Does Britain really need more hate crime laws?

29 September 2020

11:52 PM

29 September 2020

11:52 PM

Free speech requires a leap of faith: a belief that even if bad speech does harm, the good done by allowing people to say what they think clearly outweighs it. You either have that faith or you do not. Unfortunately it seems that the Law Commission does not, at least if a recent document it brought out on hate crime and hate speech is anything to go by.

In England, laws governing hate speech – which make it criminal to say offensive things to particular groups – are fairly limited in scope. You must not say or publish anything threatening, abusive or insulting which is aimed at stirring up racial hatred, or which is likely to do so; and you must not say or publish anything threatening with the intent of fomenting hatred based on religion or sexual orientation. That is it. Apart from a few provisions about causing alarm or distress to people in general, and a notorious law – section 127 of the Communications Act 2003 – making it a crime to post anything grossly offensive on the internet. But keep away from these and, broadly speaking, you can say what you like in Britain.

But is the Law Commission troubled by the existence of this degree of freedom? Its 530-page consultation paper is replete with references to hate crime reported to police and the awful effects of insults on members of marginalised and oppressed groups. Having turned to a detailed listing of the limits which the European Convention on Human Rights allows states to place on free speech (unfortunately a rather long list), its preliminary prescription is drearily predictable. The problem is the lack of proper controls on hurtful speech. The solution? An enormous extension of what we are not allowed to say about each other. If you have followed the difficulties surrounding the Scottish hate crime bill, all this will be depressingly familiar.

First, chapter 18 of the report suggests trans people, asexuals, non-binary people and women could be added to the list of disadvantaged groups people are not allowed to insult. The latter apparently come in, not because of widespread hatred for women on account of their sex (which is vanishingly rare) but because of what is referred to as ‘gendered online harassment’, and an apparent epidemic of misogyny expressed by incels (since you asked, an incel is a bitter and involuntarily celibate man). The need for extension does not even necessarily stop there. There is, the Commission suggests in chapter 14, a case for going further and including such groups as humanists, sex workers and members of ‘alternative subcultures’ such as goths. The mind boggles.

Objectives:
1. Repeat the part of the article on hate crime laws starting with "But is the Law" and going on through "be depressingly familiar.".
2. Write what comes next in the article on hate crime laws, continuing after its last sentence.
The data that comes after the article on hate crime laws has no connection to it.

Data provided:

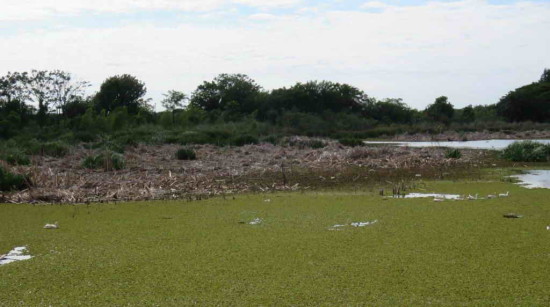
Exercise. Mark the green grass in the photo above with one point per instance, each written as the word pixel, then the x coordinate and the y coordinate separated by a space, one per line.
pixel 179 253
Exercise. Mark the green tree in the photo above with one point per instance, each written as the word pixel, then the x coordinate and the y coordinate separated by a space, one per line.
pixel 468 114
pixel 441 110
pixel 173 100
pixel 545 76
pixel 121 91
pixel 316 97
pixel 529 102
pixel 228 92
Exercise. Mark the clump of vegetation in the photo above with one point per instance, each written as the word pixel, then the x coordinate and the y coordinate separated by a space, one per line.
pixel 15 156
pixel 527 151
pixel 352 142
pixel 453 154
pixel 272 139
pixel 242 140
pixel 52 149
pixel 106 160
pixel 193 137
pixel 186 154
pixel 12 182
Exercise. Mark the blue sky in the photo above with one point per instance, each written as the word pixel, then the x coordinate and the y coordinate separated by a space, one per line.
pixel 473 51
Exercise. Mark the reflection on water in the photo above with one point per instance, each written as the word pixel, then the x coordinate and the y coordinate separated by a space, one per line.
pixel 432 195
pixel 483 144
pixel 534 179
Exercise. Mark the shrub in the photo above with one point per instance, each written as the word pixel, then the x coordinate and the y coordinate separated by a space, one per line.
pixel 527 151
pixel 109 145
pixel 192 137
pixel 15 157
pixel 106 160
pixel 52 149
pixel 453 154
pixel 272 139
pixel 305 143
pixel 186 154
pixel 85 136
pixel 352 142
pixel 242 140
pixel 12 182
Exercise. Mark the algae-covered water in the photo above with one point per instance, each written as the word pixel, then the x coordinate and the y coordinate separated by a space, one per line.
pixel 418 252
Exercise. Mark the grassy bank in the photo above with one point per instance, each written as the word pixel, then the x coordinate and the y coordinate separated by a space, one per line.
pixel 172 253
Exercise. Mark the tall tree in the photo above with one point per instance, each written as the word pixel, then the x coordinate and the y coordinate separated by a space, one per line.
pixel 441 110
pixel 529 102
pixel 65 90
pixel 545 76
pixel 121 91
pixel 233 92
pixel 173 100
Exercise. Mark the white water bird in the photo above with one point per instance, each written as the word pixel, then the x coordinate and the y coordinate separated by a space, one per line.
pixel 504 194
pixel 52 226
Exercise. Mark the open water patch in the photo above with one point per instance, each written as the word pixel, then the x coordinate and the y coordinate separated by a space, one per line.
pixel 434 195
pixel 16 254
pixel 534 179
pixel 354 224
pixel 482 144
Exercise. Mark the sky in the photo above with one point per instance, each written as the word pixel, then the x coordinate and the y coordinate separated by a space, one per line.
pixel 472 51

Answers to the exercises:
1.
But is the Law Commission troubled by the existence of this degree of freedom? Its 530-page consultation paper is replete with references to hate crime reported to police and the awful effects of insults on members of marginalised and oppressed groups. Having turned to a detailed listing of the limits which the European Convention on Human Rights allows states to place on free speech (unfortunately a rather long list), its preliminary prescription is drearily predictable. The problem is the lack of proper controls on hurtful speech. The solution? An enormous extension of what we are not allowed to say about each other. If you have followed the difficulties surrounding the Scottish hate crime bill, all this will be depressingly familiar.

2.
Secondly, the current need (except in cases of race) to show an intention to stir up hatred in order to convict a person of hate speech (rather then a mere tendency of his words to do so) is brushed aside as a tiresome restriction that, in the Commission’s words, would place an ‘undue burden’ on prosecutors. If the Commission has its way, the result would be that a tweet or blog entry innocently intended could land the person making it in court on a criminal charge (and a serious one: the stirring-up of hate offence currently carries a maximum sentence of seven years in prison) if a court later decided that it was likely to incite hatred of, say, transgender people and the accused ought to have realised this fact.

These two worrying points aside, there are other remarkable features of the document.

Radio stations should have to vet every programme they buy in case it contains inflammatory material; if they don’t and it does, then they too should be guilty of a crime.

The present law takes the understandable position that the criminal law should not prevent you boring your family with your views, or barge into pillow-talk or dinner-table badinage; this means that hate speech offences do not apply to things done within someone’s house. The Commission has no time for petty protections of this sort; it solemnly suggests that if you aren’t allowed to incite someone to commit crimes merely because you do so in the confines of your own home, you shouldn’t be allowed to say bad things there either. So there.

It is depressing that the Law Commission appears to take the dismal view that free speech is problematic and the European Convention on Human Rights’ protection of it a necessary limit on people’s freedom to say what they want, rather than a minimum to be exceeded. But this is the kind of view that we have come to expect from the Commission, a congeries made up of earnest law professors.

However, there is one ray of light; this report is a consultation paper. Not only can you say what you think of it, but the Law Commission actually wants to know. Spectator readers who value freedom of speech might well care to take up their invitation.